Exactly as written, output each of the lines below, with no images.

_Input for this task:_
◇ ◇ ◇

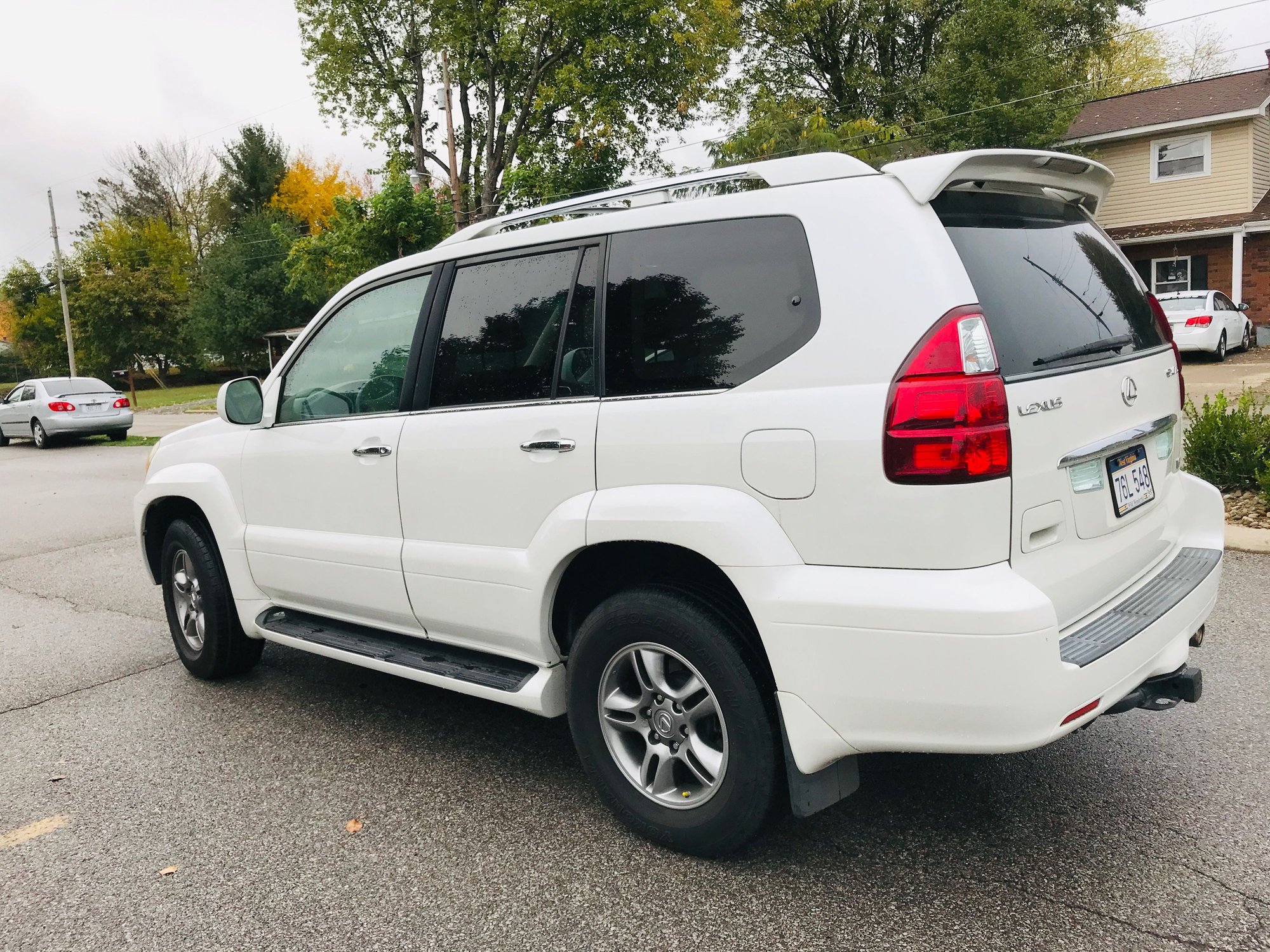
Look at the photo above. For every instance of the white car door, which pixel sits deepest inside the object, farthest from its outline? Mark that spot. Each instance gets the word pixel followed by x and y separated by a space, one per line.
pixel 498 470
pixel 16 411
pixel 319 479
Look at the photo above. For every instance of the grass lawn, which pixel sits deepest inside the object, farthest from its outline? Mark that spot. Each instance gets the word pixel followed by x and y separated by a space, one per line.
pixel 150 399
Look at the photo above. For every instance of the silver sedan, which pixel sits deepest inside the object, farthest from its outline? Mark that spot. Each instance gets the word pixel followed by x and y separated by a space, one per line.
pixel 49 408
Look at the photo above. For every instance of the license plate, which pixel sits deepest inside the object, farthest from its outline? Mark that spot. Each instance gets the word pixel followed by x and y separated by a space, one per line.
pixel 1130 475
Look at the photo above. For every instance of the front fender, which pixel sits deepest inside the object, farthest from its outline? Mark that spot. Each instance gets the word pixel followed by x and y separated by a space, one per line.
pixel 727 526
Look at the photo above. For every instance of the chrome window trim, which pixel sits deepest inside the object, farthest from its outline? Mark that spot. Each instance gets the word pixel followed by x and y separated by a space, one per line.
pixel 1118 441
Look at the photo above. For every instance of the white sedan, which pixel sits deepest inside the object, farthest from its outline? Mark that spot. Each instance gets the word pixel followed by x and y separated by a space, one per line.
pixel 1207 321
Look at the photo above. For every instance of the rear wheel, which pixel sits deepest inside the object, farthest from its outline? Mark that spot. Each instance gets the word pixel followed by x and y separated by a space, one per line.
pixel 670 722
pixel 196 595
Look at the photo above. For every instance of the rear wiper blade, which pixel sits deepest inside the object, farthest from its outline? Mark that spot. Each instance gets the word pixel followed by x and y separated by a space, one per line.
pixel 1094 347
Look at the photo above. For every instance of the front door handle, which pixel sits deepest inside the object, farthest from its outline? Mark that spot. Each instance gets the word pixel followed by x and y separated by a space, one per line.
pixel 554 446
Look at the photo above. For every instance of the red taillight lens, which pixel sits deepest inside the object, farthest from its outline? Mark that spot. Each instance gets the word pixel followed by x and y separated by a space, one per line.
pixel 947 418
pixel 1163 322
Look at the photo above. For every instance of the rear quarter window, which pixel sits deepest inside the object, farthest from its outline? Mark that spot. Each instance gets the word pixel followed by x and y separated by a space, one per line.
pixel 707 307
pixel 1055 290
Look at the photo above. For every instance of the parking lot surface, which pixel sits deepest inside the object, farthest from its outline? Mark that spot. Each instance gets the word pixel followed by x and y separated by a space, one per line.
pixel 479 831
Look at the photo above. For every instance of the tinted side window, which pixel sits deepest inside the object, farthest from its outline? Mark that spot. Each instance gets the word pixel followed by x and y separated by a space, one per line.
pixel 707 307
pixel 1052 286
pixel 502 331
pixel 356 361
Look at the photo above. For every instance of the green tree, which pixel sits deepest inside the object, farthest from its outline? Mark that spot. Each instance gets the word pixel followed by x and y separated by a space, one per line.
pixel 394 223
pixel 131 298
pixel 241 293
pixel 528 74
pixel 252 169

◇ ◇ ◇

_Answer for the task:_
Look at the photo above. For every instance of the white car door, which pixel sits deepest inside the object, farthest from its outline? Mark that spot. Each instance gets the word pixel followed by x and y separated by a space, one per line.
pixel 498 470
pixel 16 411
pixel 319 479
Look at the photo above. For every instance of the grass lawn, which pixel sits deepest inside the object, farthest from its outline? Mark that spot. Each instance gets the word pixel followed by x and y separated by a space, one per line.
pixel 150 399
Look at the photo above. For every instance of the silver sedan, which pixel sits deepest inside the object, farthest from its outline? Mark that spot. Each instance gets the word pixel followed by x and y separated by a space, one per line.
pixel 49 408
Look at the photo above. For every instance of the license plate, which pixel sits deepest inside the object, farthest from its outline? Mark that spot. Each instance gets the word pixel followed by x and y separated by a space, one per line.
pixel 1130 475
Look at the photo above. For every instance of the front fender, which pixel sits deepest inside the object, farthest from its outline? Mark that spot. Each instance gets the word pixel followed by x and y separated by a space, one per line.
pixel 727 526
Look at the photo above. For every instance of the chrome window trim, which pixel sits deepest inside the object, farthest from its outline? Mark that spot. Each instance gets the word pixel followed by x and y separated by a space, one per line.
pixel 1118 441
Look at the photo above. For every instance of the white sedan, which pixel sits deepest inside the object, farthest from its outline? Mark that spot. Each instance gets the word pixel followed by x and y separated by a space, one per line.
pixel 1207 321
Look at the photo above. For every instance of the rear wheel, which pixel sits deepest inside the object, farthest from its outline? Mark that spot. Each instance gets the word pixel followed by x and y separated by a space, one per line.
pixel 670 722
pixel 196 595
Look at the photo above. For every instance of the rear wiper blade, which pixel sits deepest inside the object, farthest from its outline? Mark that spot. Each instance gets the word pixel followed by x and y separated by a space, one per line.
pixel 1094 347
Look at the photo above. For every instance of the front door handle, which pixel sits deepest inside the object, farthest from its outline? Mark that spot. Each instance gets the word pixel followed by x and y separated by a space, one per line.
pixel 554 446
Look at the photo above. For every instance of the red taillight lens, which pixel sits deepest inside the object, farthest from its outline? Mark that spot. Each instance gets the word pixel followed by x and y separated by a space, one per line.
pixel 947 418
pixel 1163 322
Look at the photo above. For every instance of the rear quarter window, which pixel sits deepest inside the object, farthest from its outline? Mark that spot. Each instance gets the word pixel followed by x and y separated by a space, one per line.
pixel 707 307
pixel 1055 290
Look at the photo above. For every instance of the parking lot surface, which pixel sits deepest inside the object, farthest from its outline? Mark that spot. Each instance gets the word pixel followed by x and y separated by a space, one per line.
pixel 479 831
Look at the photo above. For every instance of the tinted side window, which pixel sits deepest inside the object, farthest from its outline? Mark that spot. Each instance gets the word pixel followed by x and y separated by a space, one per line.
pixel 707 307
pixel 1052 286
pixel 502 331
pixel 356 361
Look at the photo above. For every instance of the green tree, which pixel sits deepest inside the object, farthest from its outline? Mark that spot. Each instance gets the word pixel followed by x and y separated by a space, one per line.
pixel 394 223
pixel 131 298
pixel 241 293
pixel 528 74
pixel 252 169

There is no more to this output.